:: INSTRUCTIONS FOR THE TASK ::
Within the records below is a range that opens at the line with "pixel 186 96" and closes at the line with "Category: advertisement banner on wall". Return that range word for word, both ends included, and only that range.

Data entries
::::
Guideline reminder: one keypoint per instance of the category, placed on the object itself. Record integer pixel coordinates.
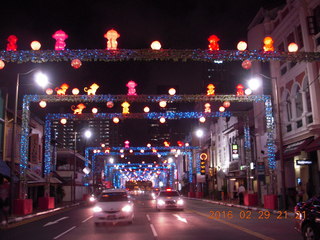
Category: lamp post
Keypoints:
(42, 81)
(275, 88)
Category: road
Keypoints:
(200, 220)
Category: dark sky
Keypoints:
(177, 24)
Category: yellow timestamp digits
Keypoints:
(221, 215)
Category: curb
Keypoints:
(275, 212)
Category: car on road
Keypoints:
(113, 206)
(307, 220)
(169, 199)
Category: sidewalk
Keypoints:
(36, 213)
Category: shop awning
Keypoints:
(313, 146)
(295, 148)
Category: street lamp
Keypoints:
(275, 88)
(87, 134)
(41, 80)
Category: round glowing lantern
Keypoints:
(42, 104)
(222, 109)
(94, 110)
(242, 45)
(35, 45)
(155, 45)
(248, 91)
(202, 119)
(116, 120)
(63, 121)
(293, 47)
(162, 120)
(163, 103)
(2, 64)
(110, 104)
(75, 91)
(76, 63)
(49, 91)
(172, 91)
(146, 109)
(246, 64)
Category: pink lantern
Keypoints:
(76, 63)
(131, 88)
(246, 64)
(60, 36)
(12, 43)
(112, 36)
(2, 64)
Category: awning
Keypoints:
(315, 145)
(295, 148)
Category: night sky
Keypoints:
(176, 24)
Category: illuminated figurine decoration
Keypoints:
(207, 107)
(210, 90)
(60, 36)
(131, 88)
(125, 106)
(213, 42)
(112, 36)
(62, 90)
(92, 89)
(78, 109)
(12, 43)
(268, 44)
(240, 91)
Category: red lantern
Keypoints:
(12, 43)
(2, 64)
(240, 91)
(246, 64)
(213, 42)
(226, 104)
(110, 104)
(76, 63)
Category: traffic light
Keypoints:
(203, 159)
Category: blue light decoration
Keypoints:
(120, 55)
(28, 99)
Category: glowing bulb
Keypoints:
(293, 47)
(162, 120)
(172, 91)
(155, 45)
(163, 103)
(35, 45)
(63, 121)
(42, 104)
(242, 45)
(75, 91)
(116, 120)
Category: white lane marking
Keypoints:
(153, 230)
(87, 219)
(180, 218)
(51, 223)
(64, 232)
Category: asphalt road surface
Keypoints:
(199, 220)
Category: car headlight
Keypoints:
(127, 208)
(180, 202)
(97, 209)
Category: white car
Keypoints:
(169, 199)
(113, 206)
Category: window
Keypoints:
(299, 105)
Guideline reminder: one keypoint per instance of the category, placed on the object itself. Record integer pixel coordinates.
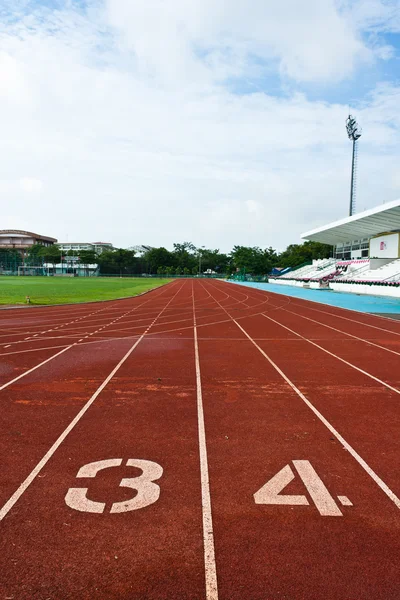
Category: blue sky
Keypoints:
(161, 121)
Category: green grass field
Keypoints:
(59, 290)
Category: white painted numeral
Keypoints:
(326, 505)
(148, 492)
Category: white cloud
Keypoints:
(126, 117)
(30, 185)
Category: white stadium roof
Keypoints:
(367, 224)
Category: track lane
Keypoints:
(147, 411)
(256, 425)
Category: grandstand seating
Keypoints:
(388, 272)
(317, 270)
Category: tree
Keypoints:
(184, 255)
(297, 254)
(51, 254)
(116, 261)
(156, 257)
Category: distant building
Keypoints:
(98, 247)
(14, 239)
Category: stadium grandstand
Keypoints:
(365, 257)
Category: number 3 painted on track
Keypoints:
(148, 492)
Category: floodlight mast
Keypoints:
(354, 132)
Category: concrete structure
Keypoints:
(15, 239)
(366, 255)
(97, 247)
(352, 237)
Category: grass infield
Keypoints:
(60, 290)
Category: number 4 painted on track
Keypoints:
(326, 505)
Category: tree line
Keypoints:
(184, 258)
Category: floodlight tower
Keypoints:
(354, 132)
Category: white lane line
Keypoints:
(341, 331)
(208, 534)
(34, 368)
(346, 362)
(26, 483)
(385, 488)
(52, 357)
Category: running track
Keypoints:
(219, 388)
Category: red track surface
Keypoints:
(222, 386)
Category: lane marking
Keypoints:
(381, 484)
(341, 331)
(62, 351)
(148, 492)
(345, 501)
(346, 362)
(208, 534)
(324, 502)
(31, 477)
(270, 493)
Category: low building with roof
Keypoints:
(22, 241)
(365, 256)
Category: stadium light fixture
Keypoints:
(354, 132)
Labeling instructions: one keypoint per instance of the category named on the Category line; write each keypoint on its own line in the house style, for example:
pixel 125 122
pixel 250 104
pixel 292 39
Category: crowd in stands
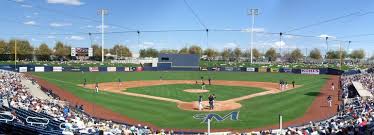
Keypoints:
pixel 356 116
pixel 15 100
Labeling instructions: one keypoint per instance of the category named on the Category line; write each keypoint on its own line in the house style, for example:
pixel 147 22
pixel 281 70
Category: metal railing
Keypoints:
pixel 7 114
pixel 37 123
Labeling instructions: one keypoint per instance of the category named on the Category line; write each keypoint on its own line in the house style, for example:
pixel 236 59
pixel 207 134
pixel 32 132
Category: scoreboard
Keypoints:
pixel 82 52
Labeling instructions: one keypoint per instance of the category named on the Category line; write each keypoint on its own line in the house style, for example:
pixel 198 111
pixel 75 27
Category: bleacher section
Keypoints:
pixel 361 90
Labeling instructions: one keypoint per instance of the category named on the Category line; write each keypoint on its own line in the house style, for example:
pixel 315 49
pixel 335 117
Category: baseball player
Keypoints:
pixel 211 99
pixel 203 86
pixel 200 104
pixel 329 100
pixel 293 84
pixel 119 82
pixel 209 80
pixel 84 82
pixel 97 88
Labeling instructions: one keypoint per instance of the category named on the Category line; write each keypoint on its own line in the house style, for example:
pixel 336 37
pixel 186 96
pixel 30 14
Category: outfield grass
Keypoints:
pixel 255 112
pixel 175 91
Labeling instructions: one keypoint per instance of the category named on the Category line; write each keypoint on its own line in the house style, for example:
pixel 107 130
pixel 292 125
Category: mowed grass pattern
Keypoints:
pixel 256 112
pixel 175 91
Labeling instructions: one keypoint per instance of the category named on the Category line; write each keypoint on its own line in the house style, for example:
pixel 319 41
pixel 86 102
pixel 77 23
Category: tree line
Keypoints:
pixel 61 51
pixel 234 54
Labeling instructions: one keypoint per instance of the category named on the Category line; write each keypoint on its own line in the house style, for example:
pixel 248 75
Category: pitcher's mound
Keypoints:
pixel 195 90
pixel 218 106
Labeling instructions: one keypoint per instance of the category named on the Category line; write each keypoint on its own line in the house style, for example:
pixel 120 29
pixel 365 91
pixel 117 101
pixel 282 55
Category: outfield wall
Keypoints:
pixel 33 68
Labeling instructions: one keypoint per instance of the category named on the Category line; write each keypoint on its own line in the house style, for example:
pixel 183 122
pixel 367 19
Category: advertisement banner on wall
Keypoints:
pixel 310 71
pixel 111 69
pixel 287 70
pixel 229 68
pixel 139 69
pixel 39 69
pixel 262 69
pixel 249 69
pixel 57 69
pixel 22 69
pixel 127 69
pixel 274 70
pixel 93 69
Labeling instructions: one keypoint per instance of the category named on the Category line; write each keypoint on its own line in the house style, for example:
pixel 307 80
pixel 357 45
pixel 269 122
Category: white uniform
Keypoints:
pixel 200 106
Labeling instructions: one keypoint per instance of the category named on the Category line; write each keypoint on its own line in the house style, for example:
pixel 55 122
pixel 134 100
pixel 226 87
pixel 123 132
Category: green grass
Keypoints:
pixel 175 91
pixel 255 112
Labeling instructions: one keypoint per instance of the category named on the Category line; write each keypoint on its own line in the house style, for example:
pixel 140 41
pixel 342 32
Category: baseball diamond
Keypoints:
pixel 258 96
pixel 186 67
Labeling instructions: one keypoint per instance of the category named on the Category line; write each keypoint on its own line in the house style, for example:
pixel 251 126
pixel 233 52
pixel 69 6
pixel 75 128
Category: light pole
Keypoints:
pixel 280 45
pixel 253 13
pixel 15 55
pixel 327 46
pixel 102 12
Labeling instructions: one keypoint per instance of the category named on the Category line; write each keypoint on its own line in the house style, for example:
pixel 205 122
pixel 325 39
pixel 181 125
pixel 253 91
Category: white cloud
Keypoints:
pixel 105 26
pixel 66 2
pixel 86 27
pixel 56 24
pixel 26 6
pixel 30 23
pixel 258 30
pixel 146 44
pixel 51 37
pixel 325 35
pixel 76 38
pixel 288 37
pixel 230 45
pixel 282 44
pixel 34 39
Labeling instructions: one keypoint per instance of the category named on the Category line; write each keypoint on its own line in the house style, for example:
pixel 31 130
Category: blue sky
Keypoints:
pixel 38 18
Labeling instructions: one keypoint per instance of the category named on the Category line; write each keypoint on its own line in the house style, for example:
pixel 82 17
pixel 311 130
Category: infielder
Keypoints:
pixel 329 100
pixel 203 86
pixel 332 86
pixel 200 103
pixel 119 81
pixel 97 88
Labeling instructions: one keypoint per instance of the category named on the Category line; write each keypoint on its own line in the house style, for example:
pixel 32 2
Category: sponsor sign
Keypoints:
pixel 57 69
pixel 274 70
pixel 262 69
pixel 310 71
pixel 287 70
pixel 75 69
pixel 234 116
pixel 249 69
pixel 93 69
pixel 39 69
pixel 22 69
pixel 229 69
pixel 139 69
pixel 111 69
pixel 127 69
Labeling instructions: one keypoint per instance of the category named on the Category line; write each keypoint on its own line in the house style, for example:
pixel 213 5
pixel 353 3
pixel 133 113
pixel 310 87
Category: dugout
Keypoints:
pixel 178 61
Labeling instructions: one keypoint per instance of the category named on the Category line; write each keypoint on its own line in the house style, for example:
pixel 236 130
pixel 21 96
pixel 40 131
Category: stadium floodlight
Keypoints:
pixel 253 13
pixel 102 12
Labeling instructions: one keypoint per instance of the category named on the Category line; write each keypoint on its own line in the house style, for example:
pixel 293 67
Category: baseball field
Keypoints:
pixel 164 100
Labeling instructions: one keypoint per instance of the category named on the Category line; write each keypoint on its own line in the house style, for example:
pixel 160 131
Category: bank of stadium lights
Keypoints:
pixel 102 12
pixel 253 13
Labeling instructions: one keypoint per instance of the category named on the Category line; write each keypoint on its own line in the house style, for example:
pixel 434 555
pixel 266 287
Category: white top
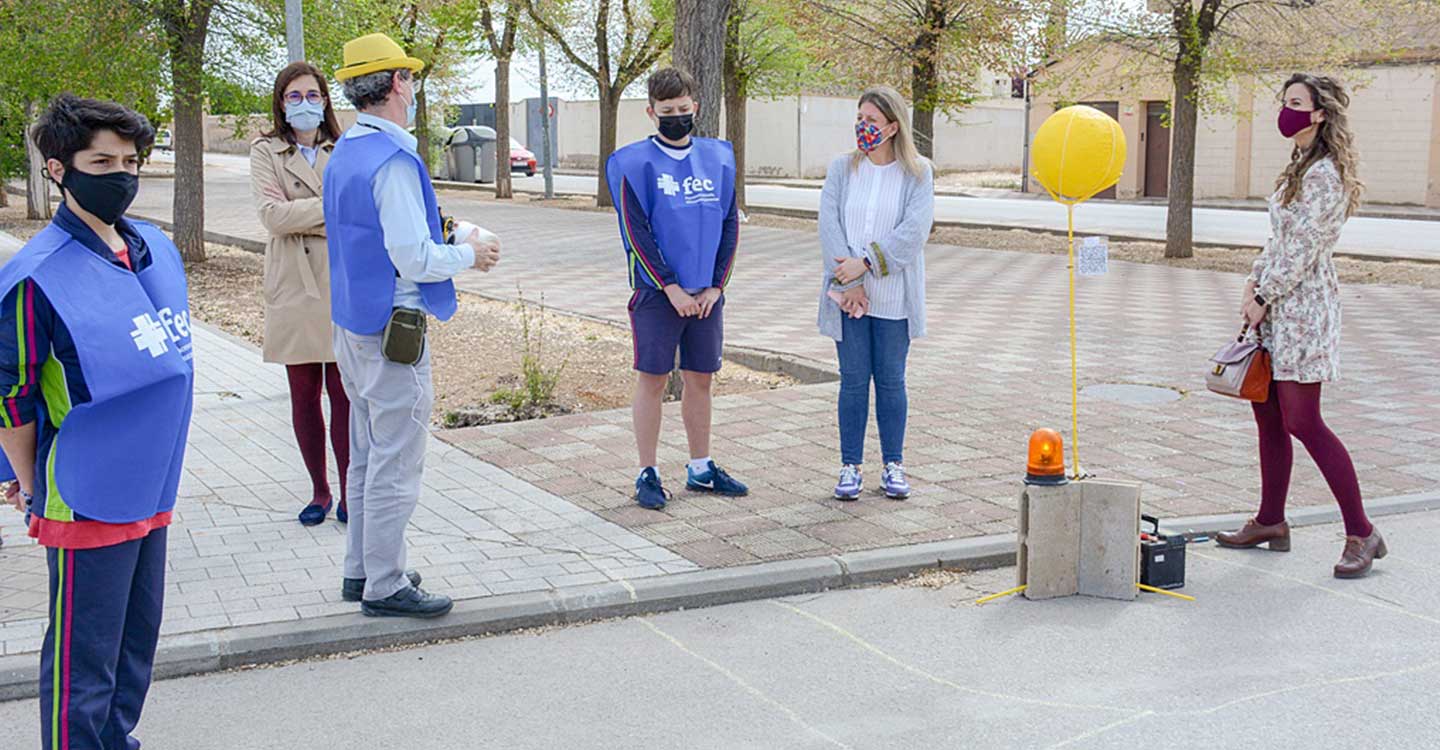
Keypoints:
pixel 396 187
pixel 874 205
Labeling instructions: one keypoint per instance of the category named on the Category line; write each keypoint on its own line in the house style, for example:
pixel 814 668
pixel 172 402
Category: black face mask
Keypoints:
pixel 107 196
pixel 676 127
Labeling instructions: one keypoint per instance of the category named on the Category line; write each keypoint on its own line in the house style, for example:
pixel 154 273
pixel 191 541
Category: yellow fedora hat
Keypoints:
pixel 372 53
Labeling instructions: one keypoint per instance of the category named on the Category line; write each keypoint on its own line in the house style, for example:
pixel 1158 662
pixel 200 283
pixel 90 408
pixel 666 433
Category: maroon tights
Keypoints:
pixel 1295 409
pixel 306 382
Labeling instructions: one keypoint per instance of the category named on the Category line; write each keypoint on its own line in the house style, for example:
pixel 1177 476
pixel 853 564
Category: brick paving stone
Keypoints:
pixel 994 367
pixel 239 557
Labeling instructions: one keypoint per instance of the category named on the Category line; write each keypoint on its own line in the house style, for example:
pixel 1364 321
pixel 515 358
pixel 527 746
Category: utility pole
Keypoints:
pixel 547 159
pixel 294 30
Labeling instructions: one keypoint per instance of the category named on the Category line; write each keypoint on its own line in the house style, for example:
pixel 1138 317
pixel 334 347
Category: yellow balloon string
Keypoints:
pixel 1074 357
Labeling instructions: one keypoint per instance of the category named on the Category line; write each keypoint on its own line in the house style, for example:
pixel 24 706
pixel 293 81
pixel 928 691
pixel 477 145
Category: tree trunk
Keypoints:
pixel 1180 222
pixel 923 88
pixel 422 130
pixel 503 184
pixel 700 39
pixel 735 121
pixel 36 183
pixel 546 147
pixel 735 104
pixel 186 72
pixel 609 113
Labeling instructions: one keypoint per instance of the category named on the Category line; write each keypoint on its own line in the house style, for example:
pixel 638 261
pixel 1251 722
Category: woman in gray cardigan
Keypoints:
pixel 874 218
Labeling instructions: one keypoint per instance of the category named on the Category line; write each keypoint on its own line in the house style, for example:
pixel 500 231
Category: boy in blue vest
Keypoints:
::::
:: PROBLEM SOLUTION ::
pixel 186 96
pixel 30 14
Category: outfield grass
Keypoints:
pixel 255 112
pixel 175 91
Labeling instructions: one keypoint per instance of the category named on the Category line; write each keypoint on its own line in the house style, for example:
pixel 107 130
pixel 292 125
Category: mowed grass pattern
Keypoints:
pixel 256 112
pixel 175 91
Labeling instructions: one keypoint per instance of the category named on the Category line; write each keypoint on its own line in the house style, for example:
pixel 319 41
pixel 86 102
pixel 77 23
Category: tree line
Keypoints:
pixel 61 51
pixel 234 54
Labeling instructions: one keypoint per instance of the category named on the Category line; write each keypoint on its own line in the house style, for example:
pixel 248 75
Category: pitcher's mound
Keypoints:
pixel 195 90
pixel 218 106
Labeling instructions: one keypoint per instance of the category named on the Category line; write each keypoint on its own line in the house style, for example:
pixel 120 29
pixel 365 91
pixel 117 101
pixel 282 55
Category: outfield wall
Keypoints:
pixel 33 68
Labeling instructions: one keypoint per instance of the category named on the Category line; write each keypoint on its own line in the house style, for example:
pixel 183 122
pixel 367 19
Category: advertisement banner on wall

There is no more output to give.